▶ [Records for this exercise]:
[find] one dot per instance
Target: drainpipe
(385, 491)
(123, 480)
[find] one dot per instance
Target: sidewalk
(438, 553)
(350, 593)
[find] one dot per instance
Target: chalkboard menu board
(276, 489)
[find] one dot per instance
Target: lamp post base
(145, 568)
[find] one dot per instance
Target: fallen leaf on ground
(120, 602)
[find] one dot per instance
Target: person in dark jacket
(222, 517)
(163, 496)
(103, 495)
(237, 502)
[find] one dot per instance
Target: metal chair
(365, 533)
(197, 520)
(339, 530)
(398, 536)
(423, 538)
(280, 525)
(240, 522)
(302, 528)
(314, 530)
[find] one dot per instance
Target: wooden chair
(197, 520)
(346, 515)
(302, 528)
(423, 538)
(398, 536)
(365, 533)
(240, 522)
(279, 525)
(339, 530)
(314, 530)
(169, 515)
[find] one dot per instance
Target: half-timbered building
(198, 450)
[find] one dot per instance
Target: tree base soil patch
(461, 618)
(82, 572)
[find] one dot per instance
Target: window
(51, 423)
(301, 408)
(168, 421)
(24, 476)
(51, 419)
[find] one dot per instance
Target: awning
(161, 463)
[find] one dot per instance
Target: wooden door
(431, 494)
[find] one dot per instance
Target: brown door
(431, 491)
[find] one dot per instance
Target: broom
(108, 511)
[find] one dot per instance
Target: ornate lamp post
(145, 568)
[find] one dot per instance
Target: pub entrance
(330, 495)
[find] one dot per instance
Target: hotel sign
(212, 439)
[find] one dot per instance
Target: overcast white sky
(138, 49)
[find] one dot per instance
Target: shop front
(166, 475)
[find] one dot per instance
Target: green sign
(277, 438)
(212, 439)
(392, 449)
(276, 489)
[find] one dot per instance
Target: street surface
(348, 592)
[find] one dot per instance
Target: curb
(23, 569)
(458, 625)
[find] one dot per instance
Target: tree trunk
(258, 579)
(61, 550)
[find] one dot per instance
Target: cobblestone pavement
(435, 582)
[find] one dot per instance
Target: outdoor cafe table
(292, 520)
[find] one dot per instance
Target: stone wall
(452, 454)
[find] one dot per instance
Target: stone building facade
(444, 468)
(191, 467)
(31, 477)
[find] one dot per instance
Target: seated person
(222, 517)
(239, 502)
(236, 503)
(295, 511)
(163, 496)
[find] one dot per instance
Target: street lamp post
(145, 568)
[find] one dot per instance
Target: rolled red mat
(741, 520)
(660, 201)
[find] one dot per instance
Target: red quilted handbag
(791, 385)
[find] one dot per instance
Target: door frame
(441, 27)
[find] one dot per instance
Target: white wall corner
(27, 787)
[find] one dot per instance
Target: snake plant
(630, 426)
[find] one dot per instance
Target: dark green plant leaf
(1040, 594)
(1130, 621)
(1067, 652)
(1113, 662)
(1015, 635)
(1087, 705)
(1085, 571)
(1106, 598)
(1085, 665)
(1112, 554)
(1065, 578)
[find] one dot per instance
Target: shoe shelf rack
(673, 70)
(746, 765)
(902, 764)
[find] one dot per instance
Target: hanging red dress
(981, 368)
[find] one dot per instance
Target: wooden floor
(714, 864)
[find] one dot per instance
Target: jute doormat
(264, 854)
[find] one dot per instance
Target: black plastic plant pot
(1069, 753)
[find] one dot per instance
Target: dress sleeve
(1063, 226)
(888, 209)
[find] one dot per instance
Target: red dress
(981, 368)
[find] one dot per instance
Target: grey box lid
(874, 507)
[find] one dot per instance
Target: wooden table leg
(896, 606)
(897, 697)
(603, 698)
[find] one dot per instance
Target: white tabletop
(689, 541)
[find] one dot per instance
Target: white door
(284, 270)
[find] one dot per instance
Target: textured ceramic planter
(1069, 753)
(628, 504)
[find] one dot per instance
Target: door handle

▶ [Short problem]: The records above should be repeated in full, exactly as given.

▶ [Full solution]:
[find] one dot per instance
Target: drainpipe
(385, 491)
(123, 480)
[find] one dot per instance
Target: sidewalk
(438, 553)
(350, 593)
[find] one dot per instance
Target: chalkboard menu board
(276, 489)
[find] one dot per instance
Target: lamp post base
(145, 568)
[find] one dot per instance
Target: fallen leaf on ground
(120, 602)
[find] one dot per instance
Target: person in dark jacket
(222, 517)
(163, 496)
(103, 495)
(237, 502)
[find] one dot per instance
Target: metal chair
(365, 533)
(197, 520)
(339, 530)
(398, 536)
(423, 538)
(280, 525)
(240, 522)
(302, 528)
(314, 530)
[find] one dot per instance
Target: wooden chair
(197, 520)
(346, 515)
(302, 528)
(423, 538)
(398, 536)
(365, 533)
(240, 522)
(279, 525)
(339, 530)
(314, 530)
(169, 515)
[find] one dot per instance
Target: half-timbered building
(198, 450)
[find] one dot per instance
Target: tree base soil patch
(461, 618)
(82, 572)
[find] one dot per instance
Target: window
(51, 423)
(301, 408)
(168, 421)
(24, 476)
(51, 419)
[find] one dot per instance
Target: awning
(161, 463)
[find] one dot per instance
Target: wooden door
(431, 494)
[find] one dot per instance
Target: brown door
(431, 491)
[find] one dot per instance
Target: broom
(108, 511)
[find] one dot per instance
Target: ornate lamp post
(145, 568)
[find] one dot per instance
Target: pub entrance
(330, 495)
[find] one dot per instance
Target: hotel sign
(212, 439)
[find] one dot per instance
Target: overcast white sky
(138, 49)
[find] one dot per instance
Target: shop front
(166, 475)
[find] one dot per instance
Target: green sign
(277, 438)
(212, 439)
(392, 449)
(276, 489)
[find] one dot per instance
Target: street surface
(348, 592)
[find] one dot per instance
Target: curb
(23, 569)
(458, 625)
[find] one dot per instance
Target: tree trunk
(258, 579)
(61, 550)
[find] one dot per instance
Target: cobblestone pavement
(435, 582)
[find] one dot per instance
Target: outdoor cafe table
(292, 520)
[find] one dot per instance
Target: stone wall
(452, 454)
[find] one dot per instance
Target: stone building facade
(444, 468)
(191, 467)
(31, 477)
[find] one dot per instance
Target: seated person
(222, 517)
(239, 502)
(236, 503)
(295, 511)
(163, 496)
[find] one dot per instance
Target: street lamp post
(145, 568)
[find] one dot per instance
Target: rolled red mat
(741, 520)
(660, 201)
[find] one dot per instance
Target: red quilted handbag
(791, 385)
[find] one dot per instance
Target: door frame
(441, 27)
[find] one dot per instance
Target: white wall corner
(27, 787)
[find] one dot per instance
Target: snake plant
(630, 426)
[find] one dot per instance
Target: dark green plant leaf
(1040, 594)
(1130, 621)
(1067, 652)
(1113, 662)
(1015, 635)
(1087, 705)
(1085, 571)
(1106, 598)
(1085, 665)
(1112, 554)
(1065, 578)
[find] one dot per instance
Target: shoe shelf rack
(673, 70)
(746, 765)
(902, 764)
[find] one dot per instance
Target: hanging red dress
(981, 368)
[find] one dot per instance
Target: wooden floor
(714, 864)
[find] one dot per instance
Target: jute doormat
(264, 854)
[find] one dot per instance
Target: black plastic plant pot
(1069, 753)
[find] one dot per instance
Target: dress sleeve
(1063, 226)
(888, 209)
[find] one dot per instance
Target: red dress
(981, 368)
[find] one dot per instance
Target: grey box lid
(874, 507)
[find] one dot per instance
Target: wooden table leg
(896, 606)
(897, 697)
(603, 698)
[find] one dot per instance
Target: white tabletop
(689, 541)
[find] one dot per instance
Target: white door
(284, 270)
[find] one dot per instance
Target: textured ceramic planter
(1069, 753)
(628, 504)
[find] one dot per instance
Target: door handle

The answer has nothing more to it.